##### TEXTE PRÉSENTÉ
Publié 19 août 2025 Mis à jour 26 août 2025

Les syndicats de l’éducation de la région Pacifique – Fidji, Papouasie-Nouvelle-Guinée, îles Salomon et Vanuatu – se sont réunis pour résoudre la pénurie mondiale actuelle d’enseignant∙e∙s et appeler les gouvernements et les institutions internationales à donner la priorité à l’enseignement public et à investir dans le personnel enseignant, se faisant l’écho des recommandations des Nations Unies sur la profession enseignante.

Du 4 au 6 août 2025, la Région Asie-Pacifique de l’Internationale de l’Éducation (IEAP) et le Council of Pacific Education (Conseil de l’éducation du Pacifique - COPE) ont organisé conjointement une réunion de planification stratégique et le lancement officiel de la campagne de l’IE La force du public : ensemble on fait école ! à Nadi, aux Fidji. L’événement a rassemblé plus de 36 représentant·e·s de syndicats d’enseignant·e·s, des dirigeant∙e∙s de l’éducation et des partenaires de l’éducation, ainsi que des représentant·e·s de l’IEAP, d’ Union Aid Abroad – APHEDA, de l’Organisation internationale du Travail (OIT) et de l’UNESCO.

Le rôle crucial des syndicats pour faire respecter les droits des enseignant·e·s

Les syndicats doivent mener la campagne afin d’obtenir de meilleurs salaires et de meilleures conditions de travail pour les enseignant·e·s, selon Martin Wandera, directeur de l’OIT pour les pays insulaires du Pacifique, dans son allocution d’ouverture, ajoutant que ce leadership joue un rôle majeur dans la solution à la crise que représente la pénurie mondiale d’enseignant·e·s, 50 millions d’enseignant·e·s étant recherchés à l’échelle mondiale.

« La pénurie mondiale d’enseignants et enseignantes n’est pas simplement une crise relative à des chiffres, mais une crise de moral, de conditions de travail et de volonté politique. La profession enseignante doit s’appuyer sur des principes de travail décent, à savoir un salaire équitable, des environnements de travail sûrs, un accès à une formation de qualité et le respect du droit syndical », a-t-il expliqué.

M. Wandera a également rappelé aux participant·e·s que « les enseignants et enseignantes ne sont pas simplement des instruments de mise en œuvre de la politique éducative, ils sont des bâtisseurs de nation. Des syndicats forts et démocratiques sont essentiels pour garantir que le personnel enseignant soit en mesure de remplir ce rôle. »

Il a poursuivi en soulignant que la crise menace la capacité mondiale à fournir une éducation de qualité pour tou·te·s et « affecte le développement économique et social plus large car l’éducation est la clé de la réussite ».
##########
◆ VOTRE TÂCHE
Extrayez du texte sur la pénurie d’enseignants le passage qui commence par « Les syndicats de » et se poursuit jusqu’à « la profession enseignante. », en le recopiant sans aucune modification.
##### DONNÉES FOURNIES
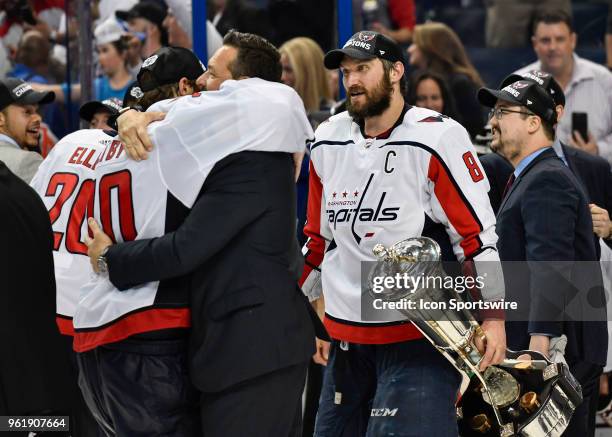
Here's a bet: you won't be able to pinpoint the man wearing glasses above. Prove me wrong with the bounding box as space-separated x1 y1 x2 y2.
478 80 608 436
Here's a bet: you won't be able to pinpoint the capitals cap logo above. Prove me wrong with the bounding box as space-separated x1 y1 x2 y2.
130 86 144 100
102 97 122 111
141 55 157 68
357 32 376 42
510 80 529 90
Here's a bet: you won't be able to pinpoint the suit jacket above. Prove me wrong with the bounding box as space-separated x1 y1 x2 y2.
0 141 42 184
479 153 514 214
0 161 79 415
107 152 318 392
496 148 608 365
561 143 612 254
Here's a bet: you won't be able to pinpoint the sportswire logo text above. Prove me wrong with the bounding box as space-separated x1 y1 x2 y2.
325 174 400 244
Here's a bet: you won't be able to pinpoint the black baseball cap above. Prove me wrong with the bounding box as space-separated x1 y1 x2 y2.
79 97 122 122
138 47 206 92
115 1 167 27
0 77 55 110
478 79 557 124
123 81 144 107
324 30 405 70
499 70 565 106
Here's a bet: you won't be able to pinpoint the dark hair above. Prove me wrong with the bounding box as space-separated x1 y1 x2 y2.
381 59 408 98
136 70 200 110
406 70 457 120
223 30 283 82
531 9 574 35
111 36 128 55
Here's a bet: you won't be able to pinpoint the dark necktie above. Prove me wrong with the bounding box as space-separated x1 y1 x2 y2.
502 173 516 199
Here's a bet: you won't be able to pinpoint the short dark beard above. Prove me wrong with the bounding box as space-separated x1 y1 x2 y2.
346 74 393 120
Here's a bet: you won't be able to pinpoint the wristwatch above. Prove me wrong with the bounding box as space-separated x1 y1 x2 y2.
97 246 110 274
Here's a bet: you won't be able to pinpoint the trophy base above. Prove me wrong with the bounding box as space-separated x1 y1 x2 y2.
458 351 582 437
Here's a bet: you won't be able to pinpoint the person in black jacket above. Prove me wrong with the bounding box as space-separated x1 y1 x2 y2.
0 161 85 436
90 32 323 437
478 151 514 215
498 70 612 250
478 80 608 436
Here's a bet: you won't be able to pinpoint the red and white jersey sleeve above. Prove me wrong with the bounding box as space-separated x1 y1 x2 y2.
424 122 497 262
31 129 111 335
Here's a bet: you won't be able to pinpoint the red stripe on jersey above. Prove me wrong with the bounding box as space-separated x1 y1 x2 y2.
427 155 482 258
73 308 191 352
323 317 423 344
55 316 74 337
299 160 325 287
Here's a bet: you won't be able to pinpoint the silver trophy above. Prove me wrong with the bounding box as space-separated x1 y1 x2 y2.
368 237 582 437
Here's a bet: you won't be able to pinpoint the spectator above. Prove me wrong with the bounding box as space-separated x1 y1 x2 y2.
98 0 138 23
517 11 612 162
79 97 121 129
115 1 168 59
353 0 416 44
35 19 133 103
408 71 457 119
0 78 55 182
208 0 272 38
162 0 223 57
0 0 65 77
268 0 336 50
9 30 51 83
0 156 82 430
485 0 572 48
279 37 333 113
8 30 66 148
408 22 485 138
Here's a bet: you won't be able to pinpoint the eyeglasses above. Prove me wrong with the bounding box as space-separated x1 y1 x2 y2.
489 107 534 120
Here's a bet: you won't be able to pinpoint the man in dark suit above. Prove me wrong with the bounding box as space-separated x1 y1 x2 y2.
498 70 612 254
90 34 323 437
478 151 514 214
478 80 607 436
0 161 86 436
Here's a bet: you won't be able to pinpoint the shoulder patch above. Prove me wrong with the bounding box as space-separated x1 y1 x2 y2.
419 114 448 123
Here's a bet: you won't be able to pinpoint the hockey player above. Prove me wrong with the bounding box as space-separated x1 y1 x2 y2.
301 31 505 437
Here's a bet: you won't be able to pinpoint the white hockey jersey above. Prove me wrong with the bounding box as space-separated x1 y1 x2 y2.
##########
◆ SOLUTION PROPOSÉE
Les syndicats de l’éducation de la région Pacifique – Fidji, Papouasie-Nouvelle-Guinée, îles Salomon et Vanuatu – se sont réunis pour résoudre la pénurie mondiale actuelle d’enseignant∙e∙s et appeler les gouvernements et les institutions internationales à donner la priorité à l’enseignement public et à investir dans le personnel enseignant, se faisant l’écho des recommandations des Nations Unies sur la profession enseignante.